*Task prompt:*
Give back the records in full, with every line exactly as it was.

*Source material:*
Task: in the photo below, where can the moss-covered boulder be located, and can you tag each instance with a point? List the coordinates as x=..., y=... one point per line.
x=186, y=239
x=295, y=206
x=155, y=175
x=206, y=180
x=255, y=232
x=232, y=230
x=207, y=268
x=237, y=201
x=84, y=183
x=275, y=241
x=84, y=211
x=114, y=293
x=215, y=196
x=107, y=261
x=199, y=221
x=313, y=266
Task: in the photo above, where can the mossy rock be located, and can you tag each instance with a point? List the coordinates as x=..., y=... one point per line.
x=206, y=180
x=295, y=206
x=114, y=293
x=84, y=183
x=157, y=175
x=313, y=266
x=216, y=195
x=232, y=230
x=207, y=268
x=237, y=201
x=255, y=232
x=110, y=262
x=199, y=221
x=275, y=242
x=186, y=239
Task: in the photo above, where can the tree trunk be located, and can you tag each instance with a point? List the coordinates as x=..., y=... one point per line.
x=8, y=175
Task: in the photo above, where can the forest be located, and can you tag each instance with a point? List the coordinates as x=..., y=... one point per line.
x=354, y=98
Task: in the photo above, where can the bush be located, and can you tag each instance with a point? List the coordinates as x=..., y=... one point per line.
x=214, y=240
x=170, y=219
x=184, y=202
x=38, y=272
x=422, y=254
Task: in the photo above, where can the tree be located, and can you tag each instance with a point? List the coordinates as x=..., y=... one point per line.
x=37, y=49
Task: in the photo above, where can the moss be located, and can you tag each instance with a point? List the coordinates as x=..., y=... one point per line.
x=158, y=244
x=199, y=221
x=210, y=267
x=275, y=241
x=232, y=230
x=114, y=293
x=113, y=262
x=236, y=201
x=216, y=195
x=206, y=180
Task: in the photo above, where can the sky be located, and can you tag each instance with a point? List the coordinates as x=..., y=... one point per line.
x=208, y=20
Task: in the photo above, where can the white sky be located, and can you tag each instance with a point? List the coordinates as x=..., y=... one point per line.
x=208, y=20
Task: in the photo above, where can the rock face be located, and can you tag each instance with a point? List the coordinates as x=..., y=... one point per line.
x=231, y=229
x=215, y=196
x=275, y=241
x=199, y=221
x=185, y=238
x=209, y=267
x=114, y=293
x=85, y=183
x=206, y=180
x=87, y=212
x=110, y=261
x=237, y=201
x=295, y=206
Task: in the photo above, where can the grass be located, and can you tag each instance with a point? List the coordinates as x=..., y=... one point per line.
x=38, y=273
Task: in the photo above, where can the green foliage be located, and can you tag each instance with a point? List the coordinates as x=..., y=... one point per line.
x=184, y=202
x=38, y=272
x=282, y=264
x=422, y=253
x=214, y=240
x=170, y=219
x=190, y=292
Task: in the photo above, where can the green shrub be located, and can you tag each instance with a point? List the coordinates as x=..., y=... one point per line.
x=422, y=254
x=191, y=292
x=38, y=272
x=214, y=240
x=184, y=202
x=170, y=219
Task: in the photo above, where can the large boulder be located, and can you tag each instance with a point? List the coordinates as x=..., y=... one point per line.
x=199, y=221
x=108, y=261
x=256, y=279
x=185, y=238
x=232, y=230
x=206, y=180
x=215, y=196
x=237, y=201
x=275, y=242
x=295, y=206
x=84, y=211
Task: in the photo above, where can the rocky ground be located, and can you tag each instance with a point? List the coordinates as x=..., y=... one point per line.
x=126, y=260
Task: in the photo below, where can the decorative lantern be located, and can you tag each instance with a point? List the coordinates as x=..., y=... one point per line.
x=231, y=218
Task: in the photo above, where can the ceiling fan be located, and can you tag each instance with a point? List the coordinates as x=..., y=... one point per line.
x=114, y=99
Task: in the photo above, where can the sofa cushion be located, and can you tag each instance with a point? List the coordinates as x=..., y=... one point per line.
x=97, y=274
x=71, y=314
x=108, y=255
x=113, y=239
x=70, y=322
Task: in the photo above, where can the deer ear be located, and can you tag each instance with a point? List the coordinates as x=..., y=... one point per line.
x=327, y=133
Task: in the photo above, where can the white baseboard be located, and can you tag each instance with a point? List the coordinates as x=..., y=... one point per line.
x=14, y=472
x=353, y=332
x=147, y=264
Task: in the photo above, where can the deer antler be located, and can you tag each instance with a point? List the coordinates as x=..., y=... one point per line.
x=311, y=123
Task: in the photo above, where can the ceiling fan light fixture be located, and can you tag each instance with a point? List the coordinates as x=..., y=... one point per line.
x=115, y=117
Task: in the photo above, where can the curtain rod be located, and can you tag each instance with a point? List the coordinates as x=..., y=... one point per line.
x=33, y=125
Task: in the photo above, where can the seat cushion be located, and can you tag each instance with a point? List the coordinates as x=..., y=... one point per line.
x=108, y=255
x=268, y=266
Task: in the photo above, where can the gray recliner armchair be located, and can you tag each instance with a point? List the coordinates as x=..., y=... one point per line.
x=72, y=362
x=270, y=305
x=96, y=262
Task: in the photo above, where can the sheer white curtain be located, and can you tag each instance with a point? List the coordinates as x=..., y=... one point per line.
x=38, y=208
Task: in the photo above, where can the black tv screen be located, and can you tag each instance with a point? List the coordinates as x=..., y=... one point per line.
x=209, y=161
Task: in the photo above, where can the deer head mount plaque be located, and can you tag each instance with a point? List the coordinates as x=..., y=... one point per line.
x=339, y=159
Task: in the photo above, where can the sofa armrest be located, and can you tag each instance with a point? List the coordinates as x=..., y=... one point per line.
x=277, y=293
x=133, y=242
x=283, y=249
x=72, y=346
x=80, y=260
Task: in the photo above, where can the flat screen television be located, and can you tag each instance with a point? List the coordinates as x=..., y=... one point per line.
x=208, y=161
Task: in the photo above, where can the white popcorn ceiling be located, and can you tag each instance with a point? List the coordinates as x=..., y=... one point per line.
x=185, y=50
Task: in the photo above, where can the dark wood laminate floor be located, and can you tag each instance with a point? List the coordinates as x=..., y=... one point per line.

*Your response:*
Task: in the photo below, where can the moss-covered boulder be located, and can you tag each instance with a point? List the coordinates as x=..., y=... one point per line.
x=186, y=239
x=295, y=206
x=155, y=175
x=206, y=180
x=255, y=232
x=232, y=230
x=207, y=268
x=237, y=201
x=84, y=183
x=275, y=241
x=84, y=211
x=114, y=293
x=215, y=196
x=107, y=261
x=199, y=221
x=313, y=266
Task: in the photo above, where can the mossy rock be located, and can you tag each instance with a point? List the coordinates as x=..., y=... one point per line.
x=206, y=180
x=295, y=206
x=114, y=293
x=84, y=183
x=157, y=175
x=313, y=266
x=216, y=195
x=232, y=230
x=207, y=268
x=237, y=201
x=255, y=232
x=110, y=262
x=199, y=221
x=275, y=242
x=186, y=239
Task: in the photo above, where can the tree trunk be located, and can you tag each instance with a point? List the coordinates as x=..., y=... one point per line.
x=8, y=175
Task: in the photo above, where can the forest be located, and can you tag each instance with a point? List the coordinates as x=..., y=... one point per line.
x=354, y=98
Task: in the photo above, where can the bush be located, and can you tag each instance with a point? List the coordinates as x=..., y=... one point per line.
x=214, y=240
x=170, y=219
x=184, y=202
x=38, y=272
x=422, y=254
Task: in the photo above, where can the tree be located, and can you tag each instance with a point? List the coordinates as x=..., y=... one point per line.
x=37, y=49
Task: in the photo above, where can the moss be located, and can you tag each instance with a point? List the coordinates as x=..., y=... one point per line.
x=158, y=244
x=199, y=221
x=210, y=267
x=275, y=241
x=232, y=230
x=114, y=293
x=113, y=262
x=236, y=201
x=216, y=195
x=206, y=180
Task: in the photo above, where can the sky be located, and can you tag each instance with a point? List the coordinates as x=..., y=... one point per line.
x=208, y=20
Task: in the photo above, where can the white sky be located, and can you tag each instance with a point? List the coordinates as x=..., y=... one point per line.
x=208, y=20
Task: in the photo above, where can the rock face be located, and can you tag each instance with a point? List the coordinates as x=..., y=... one point per line.
x=231, y=229
x=215, y=196
x=275, y=241
x=199, y=221
x=185, y=238
x=209, y=267
x=114, y=293
x=85, y=183
x=206, y=180
x=87, y=212
x=110, y=261
x=237, y=201
x=295, y=206
Task: in the photo above, where can the grass be located, and can you tag each instance with a point? List the coordinates as x=..., y=... one point per line.
x=38, y=273
Task: in the photo above, where can the green foliage be located, and can you tag each instance with a point? List the coordinates as x=..., y=... one point per line.
x=184, y=202
x=38, y=272
x=282, y=264
x=422, y=253
x=214, y=240
x=170, y=219
x=190, y=292
Task: in the photo above, where can the green shrub be located, and can you tag each instance with a point? List the coordinates as x=..., y=... one point per line.
x=422, y=254
x=191, y=292
x=38, y=272
x=214, y=240
x=184, y=202
x=170, y=219
Task: in the photo above, where can the large boulder be located, and can you tag each instance with a point? List the coordinates as x=..., y=... one point per line.
x=199, y=221
x=108, y=261
x=256, y=279
x=185, y=238
x=232, y=230
x=206, y=180
x=215, y=196
x=237, y=201
x=275, y=242
x=295, y=206
x=84, y=211
Task: in the photo above, where can the rocky ground be located, and can you tag each instance with a point? List the coordinates as x=..., y=... one point per line.
x=126, y=260
Task: in the photo below, where can the decorative lantern be located, and can you tag each instance with a point? List the coordinates as x=..., y=... one point per line.
x=231, y=218
Task: in the photo above, where can the ceiling fan be located, and can you tag each instance with a point? List the coordinates as x=..., y=... one point per line.
x=114, y=99
Task: in the photo above, where can the sofa cushion be located, and can you tag each instance with a point? List the coordinates as x=..., y=... one point per line.
x=97, y=274
x=71, y=314
x=108, y=255
x=113, y=239
x=70, y=322
Task: in the photo above, where can the deer ear be located, and can you tag each instance with a point? List the coordinates as x=..., y=... one point per line.
x=327, y=133
Task: in the photo above, where can the white baseboard be located, and can you tag each instance with a point? List the coordinates as x=..., y=... one point per line.
x=14, y=472
x=353, y=332
x=147, y=264
Task: in the photo above, where can the deer antler be located, and can you tag each instance with a point? List the coordinates as x=..., y=... one point per line.
x=311, y=123
Task: in the photo above, where can the ceiling fan light fixture be located, and can you tag each instance with a point? List the coordinates as x=..., y=... one point per line.
x=115, y=117
Task: in the photo above, where can the curtain rod be located, and can you tag each instance with a point? List the coordinates as x=..., y=... one point per line.
x=33, y=125
Task: in the photo above, where can the seat cushion be located, and can you tag each instance with a point? List the coordinates as x=..., y=... one point per line.
x=108, y=255
x=268, y=266
Task: in the photo above, where can the gray recliner armchair be located, and can you tag each instance with a point? List the coordinates as x=..., y=... one point per line.
x=72, y=362
x=270, y=305
x=96, y=262
Task: in the photo above, where can the sheer white curtain be located, and can you tag each instance with a point? List the coordinates as x=..., y=... one point per line.
x=38, y=208
Task: in the photo above, where can the black tv screen be located, and can you tag each instance with a point? List the coordinates as x=..., y=... one point per line.
x=209, y=161
Task: in the photo above, where can the deer head mount plaque be located, and can you tag each instance with a point? List the coordinates as x=..., y=... one point per line.
x=339, y=159
Task: in the photo above, where can the sofa armrest be located, and can you tag each instance with a point? List the coordinates as x=..., y=... one point per line.
x=277, y=293
x=133, y=242
x=283, y=249
x=72, y=346
x=80, y=260
Task: in the photo above, where can the flat screen television be located, and can you tag each instance with a point? List the coordinates as x=..., y=... one point per line.
x=208, y=161
Task: in the photo above, where can the white popcorn ceiling be located, and can you tag each instance with a point? List the coordinates as x=..., y=... one point per line.
x=185, y=50
Task: in the photo above, where can the dark wood laminate floor be located, and can you tag each instance with a point? List the coordinates as x=..., y=... one point per line.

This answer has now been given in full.